[[ RAW DATA, beginning ]]

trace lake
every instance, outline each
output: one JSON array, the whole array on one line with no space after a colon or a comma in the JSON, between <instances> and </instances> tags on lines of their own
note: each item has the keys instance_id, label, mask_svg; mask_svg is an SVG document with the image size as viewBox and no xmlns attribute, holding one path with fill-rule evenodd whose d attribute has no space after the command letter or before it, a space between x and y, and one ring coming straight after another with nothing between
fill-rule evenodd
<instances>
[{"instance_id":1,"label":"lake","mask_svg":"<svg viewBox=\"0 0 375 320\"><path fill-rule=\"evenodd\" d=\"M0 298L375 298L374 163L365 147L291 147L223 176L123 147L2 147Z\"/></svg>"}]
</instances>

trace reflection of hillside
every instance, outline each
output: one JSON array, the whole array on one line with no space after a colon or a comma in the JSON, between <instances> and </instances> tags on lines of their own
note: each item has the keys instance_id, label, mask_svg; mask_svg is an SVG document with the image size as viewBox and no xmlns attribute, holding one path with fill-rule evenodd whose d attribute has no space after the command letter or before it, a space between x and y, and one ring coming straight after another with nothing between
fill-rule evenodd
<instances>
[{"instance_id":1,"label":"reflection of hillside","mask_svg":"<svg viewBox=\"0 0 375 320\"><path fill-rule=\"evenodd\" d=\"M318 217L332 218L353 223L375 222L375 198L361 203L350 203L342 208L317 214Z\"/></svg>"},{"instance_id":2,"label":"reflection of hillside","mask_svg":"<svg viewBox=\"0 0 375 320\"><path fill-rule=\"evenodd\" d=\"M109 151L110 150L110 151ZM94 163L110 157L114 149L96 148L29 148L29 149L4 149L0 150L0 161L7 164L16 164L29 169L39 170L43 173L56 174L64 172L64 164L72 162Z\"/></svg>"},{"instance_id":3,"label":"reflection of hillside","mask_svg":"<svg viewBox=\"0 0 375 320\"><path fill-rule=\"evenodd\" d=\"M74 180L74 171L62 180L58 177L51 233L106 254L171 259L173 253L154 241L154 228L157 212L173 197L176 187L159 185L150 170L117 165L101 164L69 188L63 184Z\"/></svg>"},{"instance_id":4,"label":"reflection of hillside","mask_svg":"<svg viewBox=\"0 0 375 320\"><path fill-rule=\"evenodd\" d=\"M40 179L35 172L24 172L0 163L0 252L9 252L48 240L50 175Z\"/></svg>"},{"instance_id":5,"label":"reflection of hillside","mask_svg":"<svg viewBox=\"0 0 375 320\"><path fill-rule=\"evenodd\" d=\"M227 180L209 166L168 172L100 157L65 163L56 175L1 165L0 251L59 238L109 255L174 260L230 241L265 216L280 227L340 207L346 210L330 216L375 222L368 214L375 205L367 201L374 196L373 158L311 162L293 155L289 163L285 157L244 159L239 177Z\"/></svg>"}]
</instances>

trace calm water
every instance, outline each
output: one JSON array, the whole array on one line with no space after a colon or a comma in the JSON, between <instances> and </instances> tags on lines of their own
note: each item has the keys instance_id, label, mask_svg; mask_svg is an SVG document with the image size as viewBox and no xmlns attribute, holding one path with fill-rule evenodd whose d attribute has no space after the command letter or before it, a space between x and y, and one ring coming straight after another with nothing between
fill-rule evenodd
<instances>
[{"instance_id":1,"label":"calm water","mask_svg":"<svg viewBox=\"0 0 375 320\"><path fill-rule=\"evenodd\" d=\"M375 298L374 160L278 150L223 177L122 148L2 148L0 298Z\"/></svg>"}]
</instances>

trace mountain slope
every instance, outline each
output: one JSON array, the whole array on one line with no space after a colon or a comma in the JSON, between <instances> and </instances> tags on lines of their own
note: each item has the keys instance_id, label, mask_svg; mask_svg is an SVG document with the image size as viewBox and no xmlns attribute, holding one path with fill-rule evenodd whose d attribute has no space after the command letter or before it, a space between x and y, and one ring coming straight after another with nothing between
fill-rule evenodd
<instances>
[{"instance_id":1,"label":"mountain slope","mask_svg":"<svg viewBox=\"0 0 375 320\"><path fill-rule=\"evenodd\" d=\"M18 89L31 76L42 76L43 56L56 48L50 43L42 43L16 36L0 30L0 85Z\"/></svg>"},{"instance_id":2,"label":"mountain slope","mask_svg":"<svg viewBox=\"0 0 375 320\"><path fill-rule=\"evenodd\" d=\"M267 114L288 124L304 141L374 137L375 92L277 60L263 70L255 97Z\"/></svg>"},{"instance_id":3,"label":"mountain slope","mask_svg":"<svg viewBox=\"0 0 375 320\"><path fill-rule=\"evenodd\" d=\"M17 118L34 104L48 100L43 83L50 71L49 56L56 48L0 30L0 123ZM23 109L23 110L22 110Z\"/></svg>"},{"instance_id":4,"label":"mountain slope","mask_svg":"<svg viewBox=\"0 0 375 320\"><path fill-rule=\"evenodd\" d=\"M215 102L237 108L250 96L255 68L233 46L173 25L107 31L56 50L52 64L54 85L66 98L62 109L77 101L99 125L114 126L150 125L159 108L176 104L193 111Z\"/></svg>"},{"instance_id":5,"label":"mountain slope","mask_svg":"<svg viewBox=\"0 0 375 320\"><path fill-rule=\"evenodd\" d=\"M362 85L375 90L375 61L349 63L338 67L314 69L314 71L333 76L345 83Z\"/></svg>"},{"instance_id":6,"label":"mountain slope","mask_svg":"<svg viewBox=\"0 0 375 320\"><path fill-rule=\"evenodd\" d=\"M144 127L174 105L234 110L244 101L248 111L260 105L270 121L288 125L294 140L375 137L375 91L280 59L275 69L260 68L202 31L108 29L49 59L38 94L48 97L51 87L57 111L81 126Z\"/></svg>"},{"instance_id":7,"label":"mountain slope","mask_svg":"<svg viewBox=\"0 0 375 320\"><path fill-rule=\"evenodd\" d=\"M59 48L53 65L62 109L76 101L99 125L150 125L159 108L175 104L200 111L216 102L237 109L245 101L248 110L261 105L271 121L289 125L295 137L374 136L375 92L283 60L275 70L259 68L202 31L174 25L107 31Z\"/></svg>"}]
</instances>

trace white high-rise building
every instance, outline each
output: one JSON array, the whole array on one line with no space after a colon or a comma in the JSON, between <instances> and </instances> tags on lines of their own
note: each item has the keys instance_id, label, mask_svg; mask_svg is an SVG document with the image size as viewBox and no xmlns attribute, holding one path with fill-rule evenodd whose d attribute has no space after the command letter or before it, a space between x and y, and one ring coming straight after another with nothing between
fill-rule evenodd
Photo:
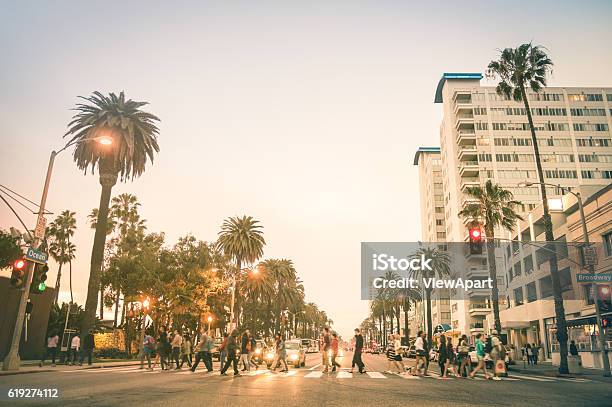
<instances>
[{"instance_id":1,"label":"white high-rise building","mask_svg":"<svg viewBox=\"0 0 612 407\"><path fill-rule=\"evenodd\" d=\"M468 240L466 221L458 216L469 202L464 194L468 186L493 180L523 203L523 214L541 202L537 185L519 187L523 181L538 182L524 104L498 95L495 87L481 86L481 79L480 73L445 73L435 94L435 103L443 108L440 159L449 242ZM609 184L612 88L547 87L527 93L546 182L563 187ZM561 194L555 187L547 192L549 198ZM468 256L468 261L469 277L488 276L485 256ZM500 273L500 301L506 283ZM452 326L468 335L486 330L489 312L486 296L478 293L469 301L451 300Z\"/></svg>"}]
</instances>

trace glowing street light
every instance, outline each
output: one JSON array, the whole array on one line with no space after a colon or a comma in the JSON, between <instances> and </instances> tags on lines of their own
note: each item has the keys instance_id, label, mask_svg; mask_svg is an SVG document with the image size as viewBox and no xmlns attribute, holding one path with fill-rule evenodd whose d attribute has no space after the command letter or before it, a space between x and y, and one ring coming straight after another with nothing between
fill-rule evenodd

[[ RAW DATA, end ]]

§ **PROBLEM**
The records above are to be restated exactly, without their pictures.

§ **EXERCISE RESULT**
trace lake
every instance, outline each
output: one JSON array, the whole array on one line with no space after a colon or a comma in the JSON, between <instances> and </instances> tags on lines of their own
note: each item has the keys instance_id, label, mask_svg; mask_svg is an SVG document with the image size as viewBox and no xmlns attribute, holding one path with fill-rule evenodd whose d attribute has no space after the command letter or before it, a space between x and y, and one ring coming straight after another with nothing between
fill-rule evenodd
<instances>
[{"instance_id":1,"label":"lake","mask_svg":"<svg viewBox=\"0 0 375 320\"><path fill-rule=\"evenodd\" d=\"M0 298L375 298L374 163L365 147L291 147L223 176L123 147L2 147Z\"/></svg>"}]
</instances>

trace reflection of hillside
every instance, outline each
output: one JSON array, the whole array on one line with no space after a colon or a comma in the JSON, between <instances> and </instances> tags on lines of their own
note: each item has the keys instance_id, label, mask_svg; mask_svg is an SVG document with the image size as viewBox and no xmlns attribute, holding one path with fill-rule evenodd whose d attribute has no space after the command letter or before it, a space between x and y, and one ring coming straight after another with nothing between
fill-rule evenodd
<instances>
[{"instance_id":1,"label":"reflection of hillside","mask_svg":"<svg viewBox=\"0 0 375 320\"><path fill-rule=\"evenodd\" d=\"M318 217L332 218L353 223L375 222L375 198L361 203L350 203L342 208L317 214Z\"/></svg>"},{"instance_id":2,"label":"reflection of hillside","mask_svg":"<svg viewBox=\"0 0 375 320\"><path fill-rule=\"evenodd\" d=\"M109 151L110 150L110 151ZM94 163L110 157L114 149L96 148L29 148L29 149L4 149L0 150L0 161L7 164L16 164L29 169L39 170L43 173L56 174L64 172L64 164L72 162Z\"/></svg>"},{"instance_id":3,"label":"reflection of hillside","mask_svg":"<svg viewBox=\"0 0 375 320\"><path fill-rule=\"evenodd\" d=\"M74 180L74 171L62 180L58 177L51 233L106 254L171 259L173 253L154 241L154 228L157 212L173 197L176 187L159 185L150 170L117 165L101 164L69 188L63 184Z\"/></svg>"},{"instance_id":4,"label":"reflection of hillside","mask_svg":"<svg viewBox=\"0 0 375 320\"><path fill-rule=\"evenodd\" d=\"M40 179L35 172L24 172L0 163L0 252L9 252L48 240L50 175Z\"/></svg>"},{"instance_id":5,"label":"reflection of hillside","mask_svg":"<svg viewBox=\"0 0 375 320\"><path fill-rule=\"evenodd\" d=\"M227 180L209 166L168 172L100 157L65 163L56 175L1 165L0 251L59 238L109 255L174 260L230 241L265 216L280 227L340 207L346 210L330 216L375 222L368 214L375 205L367 201L374 196L373 158L311 162L293 155L289 163L285 157L244 159L239 177Z\"/></svg>"}]
</instances>

trace calm water
every instance, outline each
output: one JSON array, the whole array on one line with no space after a colon or a comma in the JSON, between <instances> and </instances> tags on lines of their own
note: each item has the keys instance_id, label, mask_svg; mask_svg is an SVG document with the image size as viewBox and no xmlns attribute, holding one path with fill-rule evenodd whose d attribute has no space after the command letter or before it, a space between x and y, and one ring coming straight after another with nothing between
fill-rule evenodd
<instances>
[{"instance_id":1,"label":"calm water","mask_svg":"<svg viewBox=\"0 0 375 320\"><path fill-rule=\"evenodd\" d=\"M375 298L374 160L278 150L223 177L122 148L2 148L0 298Z\"/></svg>"}]
</instances>

trace mountain slope
every instance, outline each
output: one JSON array, the whole array on one line with no space after a colon or a comma in the JSON, between <instances> and </instances> tags on lines of their own
note: each item has the keys instance_id, label, mask_svg; mask_svg is an SVG document with the image size as viewBox and no xmlns attribute, holding one path with fill-rule evenodd whose d attribute has no space after the command letter or before it, a space between x and y, and one ring coming straight after another with nothing between
fill-rule evenodd
<instances>
[{"instance_id":1,"label":"mountain slope","mask_svg":"<svg viewBox=\"0 0 375 320\"><path fill-rule=\"evenodd\" d=\"M18 89L31 76L42 76L43 56L56 48L50 43L42 43L16 36L0 30L0 85Z\"/></svg>"},{"instance_id":2,"label":"mountain slope","mask_svg":"<svg viewBox=\"0 0 375 320\"><path fill-rule=\"evenodd\" d=\"M267 114L288 124L304 141L374 137L375 92L277 60L263 70L255 97Z\"/></svg>"},{"instance_id":3,"label":"mountain slope","mask_svg":"<svg viewBox=\"0 0 375 320\"><path fill-rule=\"evenodd\" d=\"M17 118L34 104L48 100L43 83L50 71L49 56L56 48L0 30L0 123ZM23 109L23 110L22 110Z\"/></svg>"},{"instance_id":4,"label":"mountain slope","mask_svg":"<svg viewBox=\"0 0 375 320\"><path fill-rule=\"evenodd\" d=\"M215 102L237 108L250 96L255 68L233 46L173 25L107 31L56 50L52 64L54 85L66 98L62 109L77 101L99 125L114 126L150 125L159 108L176 104L193 111Z\"/></svg>"},{"instance_id":5,"label":"mountain slope","mask_svg":"<svg viewBox=\"0 0 375 320\"><path fill-rule=\"evenodd\" d=\"M362 85L375 90L375 61L349 63L338 67L314 69L314 71L333 76L345 83Z\"/></svg>"},{"instance_id":6,"label":"mountain slope","mask_svg":"<svg viewBox=\"0 0 375 320\"><path fill-rule=\"evenodd\" d=\"M144 127L174 105L234 110L244 101L248 111L260 105L270 121L288 125L294 140L375 137L375 91L280 59L275 69L260 68L202 31L108 29L49 59L38 94L48 97L51 87L57 111L81 126Z\"/></svg>"},{"instance_id":7,"label":"mountain slope","mask_svg":"<svg viewBox=\"0 0 375 320\"><path fill-rule=\"evenodd\" d=\"M59 48L53 65L62 109L76 101L99 125L150 125L159 108L175 104L200 111L216 102L237 109L245 101L248 110L261 105L271 121L289 125L295 137L374 136L375 92L283 60L275 70L259 68L202 31L174 25L107 31Z\"/></svg>"}]
</instances>

trace white high-rise building
every instance, outline each
output: one JSON array, the whole array on one line with no space after a colon or a comma in the JSON, between <instances> and </instances> tags on lines of their own
note: each item has the keys instance_id, label, mask_svg; mask_svg is an SVG document with the image size as viewBox and no xmlns attribute, holding one path with fill-rule evenodd whose d attribute has no space after the command letter or before it, a space between x and y, and one ring coming straight after another with nothing between
fill-rule evenodd
Photo:
<instances>
[{"instance_id":1,"label":"white high-rise building","mask_svg":"<svg viewBox=\"0 0 612 407\"><path fill-rule=\"evenodd\" d=\"M468 240L466 221L458 216L469 202L464 194L468 186L493 180L523 203L523 214L541 202L537 185L519 187L523 181L538 182L524 104L498 95L495 87L481 86L481 79L480 73L445 73L435 94L435 103L443 108L440 159L449 242ZM609 184L612 88L547 87L527 93L546 182L563 187ZM561 194L555 187L547 192L549 198ZM468 256L468 261L469 277L488 276L485 256ZM500 273L500 301L506 283ZM452 326L468 335L486 330L489 312L486 296L478 293L469 301L451 300Z\"/></svg>"}]
</instances>

trace glowing street light
every instance, outline each
output: one JSON array, the whole array on one line with no space after a colon or a comma in the JSON, between <instances> and </instances> tags on lines of their own
note: each item has the keys instance_id, label, mask_svg; mask_svg is an SVG document with the image size as viewBox and no xmlns attribute, holding one path with fill-rule evenodd whose d attribute has no space after the command letter or before it, a space between x and y, and one ring coming straight after another with nothing between
fill-rule evenodd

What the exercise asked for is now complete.